Given text:
Not possible by making /var a separate file system, you'd have to use quotas. Ostree owns /var, it must be a directory on rootfs at present.

with DOCKER_ROOT_VOLUME and overlayfs using that then all of /var/lib/docker would be taken care of. Please let me know if I'm wrong.

I prefer overlay2 and would like to see there be only one option so that we can have less confusion in the future. However, giving users the choice is nice as well. Maybe there is a way to achieve both on startup.

You could have two kickstarts: overlay2 and devicemapper, and each kickstart is specified using a GRUB menu entry on the installation media. The devicemapper case uses the existing kickstart and depends on the existing docker-storage-setup "use 40% of VG free space for a dm-thin pool"; the overlay2 kickstart would cause the installer to use all available space for rootfs, leaving no unused space in the VG.

So I hardly ever use interactive installs, but that is a valid case. I would think most people would be using their own kickstart file if they are installing a server fresh and they would set up storage the way they want it to be set up, right? I tend to think more about the cloud use case where you spin up a preconfigured image. What I was referring to is having docker-storage-setup be able to make the switch for us. It turns out that we have the storage configured like this in the baked images (note this is before docker-storage-setup runs):

-bash-4.3# lsblk
NAME              MAJ:MIN RM  SIZE RO TYPE MOUNTPOINT
sdb                 8:16   0   10G  0 disk 
sdc                 8:32   0  368K  0 disk 
sda                 8:0    0   20G  0 disk 
├─sda2              8:2    0 19.7G  0 part 
│ └─atomicos-root 253:0    0    9G  0 lvm  /sysroot
└─sda1              8:1    0  300M  0 part /boot

This means we can essentially look at if the user provided overlay or DM and do whatever they asked.
- If they provided overlay then we can just extend the root partition and go on our merry way.
- If they also specified DOCKER_ROOT_VOLUME=yes then they want overlay on another partition, did they specify a partion? yes, use that one. no, create an LV.
- If they provided DM then create new LVs and set it up just like we have been doing before this discussion started.

Problem: Translate this sentence from the thread on Docker storage into Spanish: "I prefer overlay2 and would like to see there be only one option so that we can have less confusion in the future." The data that follows has no connection to the thread on Docker storage.

(A series of records)

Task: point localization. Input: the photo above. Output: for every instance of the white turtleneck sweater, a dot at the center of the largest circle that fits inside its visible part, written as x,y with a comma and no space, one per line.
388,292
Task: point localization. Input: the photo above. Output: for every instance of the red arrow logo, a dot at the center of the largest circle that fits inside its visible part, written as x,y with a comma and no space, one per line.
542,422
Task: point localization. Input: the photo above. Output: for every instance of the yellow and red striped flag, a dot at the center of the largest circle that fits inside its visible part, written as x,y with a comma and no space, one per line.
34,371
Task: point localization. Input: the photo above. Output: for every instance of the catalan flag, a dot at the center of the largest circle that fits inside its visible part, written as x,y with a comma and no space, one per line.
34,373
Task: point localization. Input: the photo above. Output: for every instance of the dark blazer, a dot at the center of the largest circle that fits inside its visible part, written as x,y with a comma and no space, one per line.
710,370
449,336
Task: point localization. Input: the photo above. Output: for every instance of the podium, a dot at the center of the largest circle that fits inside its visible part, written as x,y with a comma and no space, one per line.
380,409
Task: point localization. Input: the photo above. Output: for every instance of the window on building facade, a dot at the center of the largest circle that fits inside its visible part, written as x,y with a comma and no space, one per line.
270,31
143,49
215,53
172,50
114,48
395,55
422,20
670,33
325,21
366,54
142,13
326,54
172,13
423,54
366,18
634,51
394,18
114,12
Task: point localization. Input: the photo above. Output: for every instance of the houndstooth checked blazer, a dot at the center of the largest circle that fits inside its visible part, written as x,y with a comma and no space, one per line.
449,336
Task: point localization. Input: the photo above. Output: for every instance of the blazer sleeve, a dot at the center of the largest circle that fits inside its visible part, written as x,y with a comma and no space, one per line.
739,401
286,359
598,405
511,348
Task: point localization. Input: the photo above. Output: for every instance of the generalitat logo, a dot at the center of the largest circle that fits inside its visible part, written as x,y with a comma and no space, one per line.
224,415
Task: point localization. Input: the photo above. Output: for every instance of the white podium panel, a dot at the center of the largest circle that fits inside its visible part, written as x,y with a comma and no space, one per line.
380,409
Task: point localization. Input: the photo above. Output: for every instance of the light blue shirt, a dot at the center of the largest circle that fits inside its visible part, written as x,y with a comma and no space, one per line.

Written reply: Prefiero overlay2 y me gustaría que hubiera una sola opción para que podamos tener menos confusión en el futuro.